任务说明 ->
将记录中从含有“For the evaluation set, tag each instance of the red rosette”的那一行到记录末尾的各行（首尾均包括在内）重新写出，请求照原样保留，答案中的坐标值一律乘以0.65进行缩放，并四舍五入为整数（恰好为.5时进位）。只输出这些行。

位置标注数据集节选
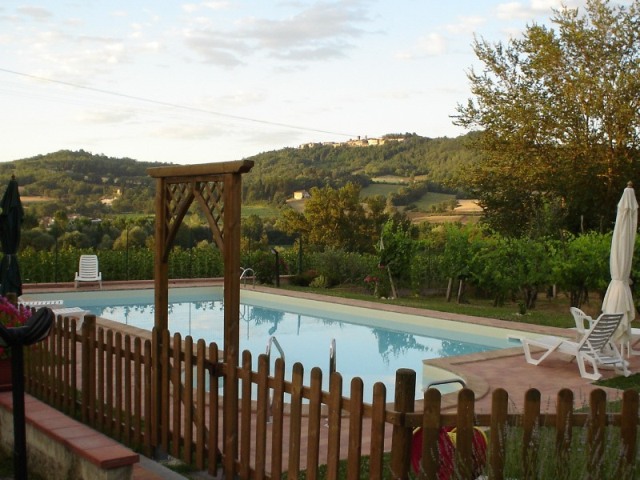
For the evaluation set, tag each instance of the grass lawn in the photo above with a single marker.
(553, 312)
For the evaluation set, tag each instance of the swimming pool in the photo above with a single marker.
(370, 344)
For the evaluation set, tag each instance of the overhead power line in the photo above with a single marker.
(174, 105)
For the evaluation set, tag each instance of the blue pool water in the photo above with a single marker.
(370, 344)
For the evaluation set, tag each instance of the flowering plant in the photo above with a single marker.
(12, 316)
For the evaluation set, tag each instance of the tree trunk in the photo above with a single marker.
(449, 288)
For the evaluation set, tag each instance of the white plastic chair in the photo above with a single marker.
(88, 270)
(581, 318)
(595, 347)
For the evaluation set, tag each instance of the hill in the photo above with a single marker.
(406, 167)
(436, 162)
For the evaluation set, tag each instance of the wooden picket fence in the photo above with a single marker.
(106, 379)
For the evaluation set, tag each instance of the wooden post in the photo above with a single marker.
(596, 432)
(498, 433)
(401, 436)
(628, 432)
(431, 424)
(233, 196)
(564, 422)
(161, 302)
(464, 433)
(88, 366)
(530, 423)
(217, 189)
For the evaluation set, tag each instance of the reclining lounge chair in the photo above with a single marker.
(595, 347)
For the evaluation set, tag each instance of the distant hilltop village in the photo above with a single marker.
(358, 142)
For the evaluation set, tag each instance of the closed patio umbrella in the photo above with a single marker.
(11, 219)
(618, 298)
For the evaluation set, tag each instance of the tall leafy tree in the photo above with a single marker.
(559, 114)
(333, 218)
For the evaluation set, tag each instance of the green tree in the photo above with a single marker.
(558, 115)
(582, 266)
(333, 218)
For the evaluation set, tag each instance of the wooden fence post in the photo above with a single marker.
(464, 434)
(431, 424)
(564, 431)
(530, 423)
(401, 435)
(628, 433)
(596, 432)
(498, 433)
(88, 373)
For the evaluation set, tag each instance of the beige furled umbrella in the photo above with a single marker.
(618, 298)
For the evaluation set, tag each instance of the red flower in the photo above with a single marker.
(12, 316)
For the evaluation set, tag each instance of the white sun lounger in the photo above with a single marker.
(71, 312)
(595, 347)
(42, 303)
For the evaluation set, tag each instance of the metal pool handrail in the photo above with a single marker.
(245, 272)
(332, 356)
(274, 340)
(445, 382)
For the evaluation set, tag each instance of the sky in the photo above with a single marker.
(214, 80)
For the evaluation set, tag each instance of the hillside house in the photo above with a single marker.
(301, 194)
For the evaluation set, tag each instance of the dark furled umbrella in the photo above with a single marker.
(11, 219)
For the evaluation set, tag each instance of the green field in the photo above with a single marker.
(424, 203)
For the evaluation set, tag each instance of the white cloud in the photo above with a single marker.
(430, 45)
(321, 31)
(36, 13)
(111, 116)
(532, 9)
(465, 25)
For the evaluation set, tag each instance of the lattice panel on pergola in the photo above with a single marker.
(210, 197)
(212, 193)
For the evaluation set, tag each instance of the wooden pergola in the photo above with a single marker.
(217, 188)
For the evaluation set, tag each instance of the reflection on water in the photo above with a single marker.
(372, 353)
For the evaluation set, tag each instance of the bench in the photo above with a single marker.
(59, 447)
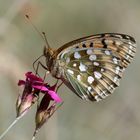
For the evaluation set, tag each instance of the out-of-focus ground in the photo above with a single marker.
(117, 117)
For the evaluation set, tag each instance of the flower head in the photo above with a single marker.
(33, 85)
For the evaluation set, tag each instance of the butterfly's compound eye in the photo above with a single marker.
(45, 50)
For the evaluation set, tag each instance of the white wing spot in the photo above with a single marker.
(74, 65)
(77, 55)
(90, 79)
(115, 60)
(117, 70)
(131, 47)
(95, 63)
(78, 77)
(102, 70)
(92, 57)
(107, 52)
(89, 51)
(130, 51)
(68, 60)
(97, 74)
(97, 98)
(89, 88)
(82, 67)
(127, 57)
(70, 71)
(115, 79)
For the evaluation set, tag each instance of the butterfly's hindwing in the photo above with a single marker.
(94, 65)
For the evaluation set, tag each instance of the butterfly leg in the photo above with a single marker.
(59, 86)
(53, 108)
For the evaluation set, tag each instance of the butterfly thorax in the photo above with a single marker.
(53, 65)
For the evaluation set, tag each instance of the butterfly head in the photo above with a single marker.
(48, 53)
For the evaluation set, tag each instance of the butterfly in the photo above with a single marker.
(92, 66)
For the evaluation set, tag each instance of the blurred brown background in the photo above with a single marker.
(117, 117)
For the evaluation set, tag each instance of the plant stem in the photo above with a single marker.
(12, 124)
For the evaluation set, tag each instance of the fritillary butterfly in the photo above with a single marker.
(92, 66)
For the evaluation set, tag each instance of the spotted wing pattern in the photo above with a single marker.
(94, 65)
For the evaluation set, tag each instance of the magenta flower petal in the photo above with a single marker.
(33, 77)
(54, 96)
(21, 82)
(42, 88)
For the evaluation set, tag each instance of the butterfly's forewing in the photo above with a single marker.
(95, 64)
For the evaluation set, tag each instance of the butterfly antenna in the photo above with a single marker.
(44, 35)
(36, 29)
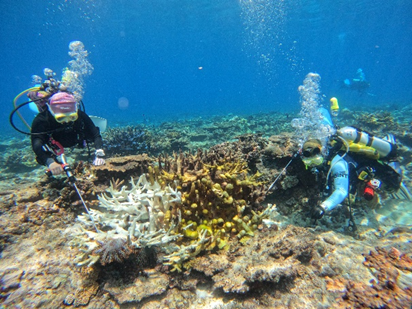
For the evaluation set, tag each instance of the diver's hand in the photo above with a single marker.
(56, 168)
(99, 160)
(318, 212)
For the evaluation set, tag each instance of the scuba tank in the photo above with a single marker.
(334, 106)
(365, 143)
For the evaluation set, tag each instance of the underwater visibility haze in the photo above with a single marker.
(208, 196)
(185, 58)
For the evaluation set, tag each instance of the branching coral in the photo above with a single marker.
(186, 203)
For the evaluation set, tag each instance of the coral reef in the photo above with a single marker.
(391, 289)
(180, 236)
(138, 218)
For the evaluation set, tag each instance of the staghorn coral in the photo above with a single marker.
(196, 201)
(138, 217)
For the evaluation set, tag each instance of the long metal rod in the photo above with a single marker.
(281, 173)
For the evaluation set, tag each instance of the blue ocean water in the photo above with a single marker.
(173, 59)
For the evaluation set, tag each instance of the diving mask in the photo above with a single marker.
(313, 161)
(63, 107)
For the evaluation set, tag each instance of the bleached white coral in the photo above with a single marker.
(134, 216)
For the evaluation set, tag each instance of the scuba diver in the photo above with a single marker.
(354, 162)
(358, 83)
(60, 123)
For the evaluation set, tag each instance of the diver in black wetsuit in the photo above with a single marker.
(60, 125)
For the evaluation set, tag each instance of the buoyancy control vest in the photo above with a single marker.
(366, 144)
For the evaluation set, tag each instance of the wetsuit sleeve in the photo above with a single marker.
(340, 175)
(39, 125)
(92, 132)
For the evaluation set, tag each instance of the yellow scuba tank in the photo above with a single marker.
(334, 106)
(368, 152)
(353, 136)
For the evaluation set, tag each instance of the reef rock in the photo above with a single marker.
(141, 288)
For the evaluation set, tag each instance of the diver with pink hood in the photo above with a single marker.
(62, 124)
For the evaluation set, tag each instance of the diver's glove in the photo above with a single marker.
(318, 212)
(99, 160)
(55, 168)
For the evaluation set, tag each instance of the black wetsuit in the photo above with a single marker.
(68, 135)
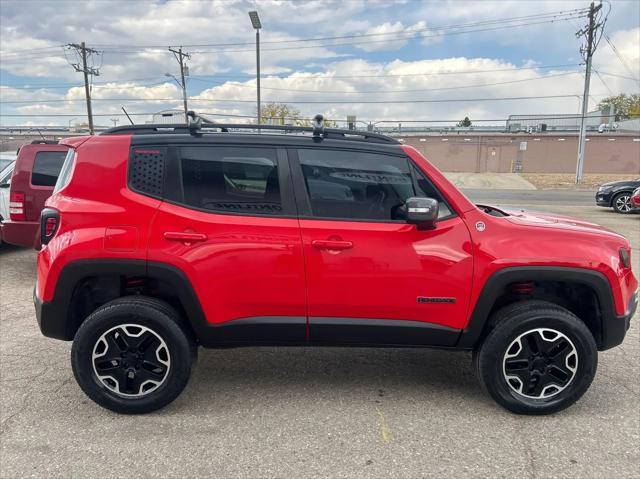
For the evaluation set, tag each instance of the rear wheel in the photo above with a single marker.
(132, 356)
(538, 358)
(622, 203)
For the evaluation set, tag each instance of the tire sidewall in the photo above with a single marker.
(614, 203)
(495, 347)
(109, 317)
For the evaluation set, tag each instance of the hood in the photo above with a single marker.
(540, 218)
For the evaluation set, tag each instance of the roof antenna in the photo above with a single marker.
(195, 122)
(318, 127)
(125, 112)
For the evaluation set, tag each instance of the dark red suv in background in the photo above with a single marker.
(34, 176)
(224, 236)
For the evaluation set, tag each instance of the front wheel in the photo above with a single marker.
(539, 358)
(132, 356)
(622, 203)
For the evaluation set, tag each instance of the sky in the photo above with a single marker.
(384, 62)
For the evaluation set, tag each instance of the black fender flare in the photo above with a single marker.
(497, 282)
(56, 319)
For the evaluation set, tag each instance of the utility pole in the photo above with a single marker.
(257, 25)
(180, 56)
(590, 32)
(84, 53)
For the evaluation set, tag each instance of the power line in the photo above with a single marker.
(304, 102)
(501, 27)
(302, 78)
(322, 91)
(577, 11)
(235, 115)
(615, 50)
(500, 24)
(619, 76)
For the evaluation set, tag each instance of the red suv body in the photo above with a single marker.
(330, 239)
(34, 175)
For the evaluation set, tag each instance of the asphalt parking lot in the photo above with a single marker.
(295, 412)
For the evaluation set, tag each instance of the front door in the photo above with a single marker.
(229, 224)
(371, 277)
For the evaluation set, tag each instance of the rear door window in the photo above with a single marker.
(231, 179)
(46, 167)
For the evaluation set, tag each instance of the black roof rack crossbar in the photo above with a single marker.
(178, 128)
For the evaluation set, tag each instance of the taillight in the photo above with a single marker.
(16, 206)
(49, 223)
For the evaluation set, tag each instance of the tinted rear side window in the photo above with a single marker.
(231, 179)
(46, 167)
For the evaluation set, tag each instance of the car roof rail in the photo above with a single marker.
(198, 125)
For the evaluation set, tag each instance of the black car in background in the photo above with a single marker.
(617, 195)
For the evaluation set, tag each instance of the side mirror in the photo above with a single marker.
(422, 212)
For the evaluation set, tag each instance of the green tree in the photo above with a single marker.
(627, 106)
(285, 114)
(465, 122)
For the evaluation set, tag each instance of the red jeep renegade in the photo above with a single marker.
(160, 239)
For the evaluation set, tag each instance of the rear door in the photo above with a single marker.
(229, 223)
(371, 277)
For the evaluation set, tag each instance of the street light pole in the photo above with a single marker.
(255, 22)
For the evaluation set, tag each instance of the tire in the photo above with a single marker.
(564, 352)
(132, 355)
(621, 203)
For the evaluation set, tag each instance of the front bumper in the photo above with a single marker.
(614, 329)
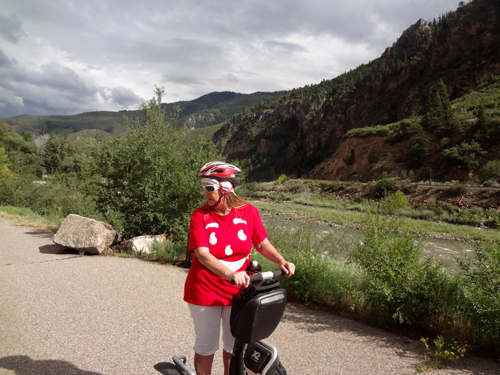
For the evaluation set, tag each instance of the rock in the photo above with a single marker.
(84, 234)
(143, 244)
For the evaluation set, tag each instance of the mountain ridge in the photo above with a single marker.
(299, 133)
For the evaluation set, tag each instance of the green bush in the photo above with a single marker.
(334, 186)
(149, 178)
(385, 186)
(349, 159)
(490, 171)
(481, 286)
(282, 179)
(398, 200)
(457, 190)
(372, 157)
(398, 283)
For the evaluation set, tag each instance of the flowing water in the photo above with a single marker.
(445, 251)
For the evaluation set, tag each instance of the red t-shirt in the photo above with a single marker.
(230, 239)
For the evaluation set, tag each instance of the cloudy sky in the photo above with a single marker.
(63, 57)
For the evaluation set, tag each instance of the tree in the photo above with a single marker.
(438, 115)
(150, 183)
(465, 154)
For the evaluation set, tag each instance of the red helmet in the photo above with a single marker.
(221, 171)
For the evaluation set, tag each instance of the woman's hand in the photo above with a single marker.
(240, 279)
(288, 268)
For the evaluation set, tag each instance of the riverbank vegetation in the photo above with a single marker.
(145, 183)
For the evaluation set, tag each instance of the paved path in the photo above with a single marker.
(65, 314)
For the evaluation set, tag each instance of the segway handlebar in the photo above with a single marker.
(264, 276)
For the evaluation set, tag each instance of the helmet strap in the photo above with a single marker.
(223, 194)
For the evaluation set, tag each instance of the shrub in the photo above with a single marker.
(150, 179)
(282, 179)
(457, 190)
(334, 186)
(481, 286)
(398, 283)
(385, 186)
(398, 200)
(464, 154)
(349, 159)
(372, 157)
(295, 186)
(490, 171)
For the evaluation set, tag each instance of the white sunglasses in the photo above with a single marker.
(208, 188)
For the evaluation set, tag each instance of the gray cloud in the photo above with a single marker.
(11, 28)
(63, 56)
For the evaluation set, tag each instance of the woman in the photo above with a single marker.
(221, 235)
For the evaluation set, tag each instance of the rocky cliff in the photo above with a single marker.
(302, 136)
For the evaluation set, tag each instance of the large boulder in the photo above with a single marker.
(84, 234)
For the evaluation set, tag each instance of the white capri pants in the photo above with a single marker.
(207, 321)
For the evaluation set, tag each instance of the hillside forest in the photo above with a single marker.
(427, 110)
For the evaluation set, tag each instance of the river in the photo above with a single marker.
(445, 251)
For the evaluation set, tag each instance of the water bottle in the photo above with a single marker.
(254, 267)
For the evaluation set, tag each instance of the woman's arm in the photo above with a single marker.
(269, 252)
(212, 263)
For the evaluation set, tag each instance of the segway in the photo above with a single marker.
(255, 314)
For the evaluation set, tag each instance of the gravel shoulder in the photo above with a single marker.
(62, 313)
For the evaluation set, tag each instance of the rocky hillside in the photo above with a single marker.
(302, 133)
(209, 109)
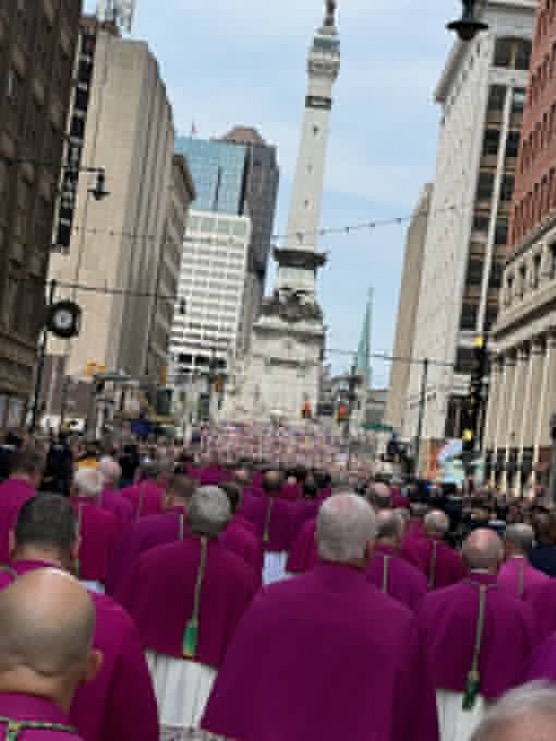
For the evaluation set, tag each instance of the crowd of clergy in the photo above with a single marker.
(178, 597)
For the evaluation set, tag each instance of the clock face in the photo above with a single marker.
(63, 319)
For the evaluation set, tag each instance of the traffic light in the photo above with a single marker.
(306, 411)
(471, 413)
(342, 414)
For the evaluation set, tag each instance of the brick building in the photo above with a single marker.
(523, 376)
(37, 51)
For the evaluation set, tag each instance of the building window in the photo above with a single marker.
(552, 265)
(464, 360)
(491, 142)
(509, 289)
(501, 233)
(474, 272)
(512, 144)
(496, 98)
(536, 276)
(518, 101)
(485, 186)
(469, 313)
(507, 188)
(512, 53)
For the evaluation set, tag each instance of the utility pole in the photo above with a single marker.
(421, 419)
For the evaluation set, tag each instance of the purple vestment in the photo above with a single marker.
(273, 518)
(440, 564)
(114, 502)
(542, 600)
(543, 663)
(99, 531)
(146, 533)
(100, 710)
(449, 618)
(324, 656)
(146, 498)
(397, 578)
(14, 493)
(161, 598)
(241, 540)
(517, 576)
(303, 554)
(20, 707)
(303, 510)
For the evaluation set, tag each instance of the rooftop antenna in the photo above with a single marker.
(118, 12)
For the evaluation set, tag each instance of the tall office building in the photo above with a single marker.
(523, 373)
(410, 290)
(482, 94)
(111, 265)
(238, 175)
(37, 52)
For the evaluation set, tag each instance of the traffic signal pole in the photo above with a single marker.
(421, 418)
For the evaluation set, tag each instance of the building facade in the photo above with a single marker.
(238, 175)
(117, 246)
(281, 376)
(37, 49)
(207, 328)
(523, 371)
(482, 95)
(410, 290)
(168, 299)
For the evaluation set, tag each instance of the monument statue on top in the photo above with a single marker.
(281, 377)
(331, 7)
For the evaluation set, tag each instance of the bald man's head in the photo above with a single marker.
(390, 527)
(483, 550)
(526, 713)
(272, 482)
(47, 620)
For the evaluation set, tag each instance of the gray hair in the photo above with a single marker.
(436, 523)
(89, 482)
(390, 525)
(379, 496)
(533, 700)
(110, 469)
(520, 537)
(209, 511)
(345, 524)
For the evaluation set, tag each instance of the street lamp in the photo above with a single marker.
(468, 26)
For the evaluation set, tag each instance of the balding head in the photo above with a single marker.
(110, 470)
(390, 527)
(518, 540)
(526, 713)
(88, 482)
(346, 529)
(436, 524)
(483, 550)
(179, 491)
(272, 482)
(209, 511)
(47, 621)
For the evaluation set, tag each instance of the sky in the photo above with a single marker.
(228, 62)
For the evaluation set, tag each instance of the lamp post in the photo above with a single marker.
(468, 26)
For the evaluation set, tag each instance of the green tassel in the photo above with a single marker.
(190, 639)
(472, 687)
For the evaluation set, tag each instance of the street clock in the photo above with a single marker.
(64, 320)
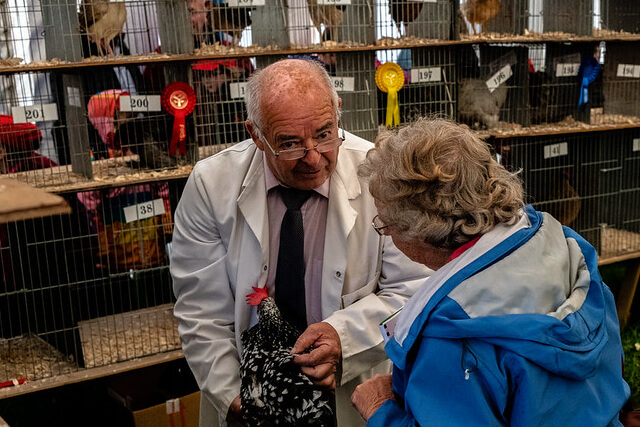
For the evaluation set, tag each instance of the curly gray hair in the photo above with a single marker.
(437, 182)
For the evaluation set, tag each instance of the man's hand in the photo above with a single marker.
(369, 396)
(235, 410)
(321, 363)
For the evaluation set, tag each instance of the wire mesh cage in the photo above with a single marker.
(498, 17)
(621, 16)
(430, 87)
(628, 233)
(54, 30)
(91, 288)
(588, 182)
(71, 127)
(621, 80)
(413, 20)
(557, 89)
(493, 88)
(220, 113)
(299, 23)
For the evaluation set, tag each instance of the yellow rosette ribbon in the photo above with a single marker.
(390, 79)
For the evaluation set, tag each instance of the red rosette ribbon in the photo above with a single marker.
(179, 100)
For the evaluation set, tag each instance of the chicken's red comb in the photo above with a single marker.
(257, 296)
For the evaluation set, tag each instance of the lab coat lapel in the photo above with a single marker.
(341, 217)
(252, 202)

答案 ->
For the evaluation set, tag each instance of the red rosette ribbon in the photo above with a single marker.
(116, 65)
For the evaluation set, tag each instance of the chicken's red comb in the photo above with a single marker.
(167, 192)
For the evaluation set, tag each instance of the lab coat lapel in the photo above with a single marker.
(222, 141)
(164, 131)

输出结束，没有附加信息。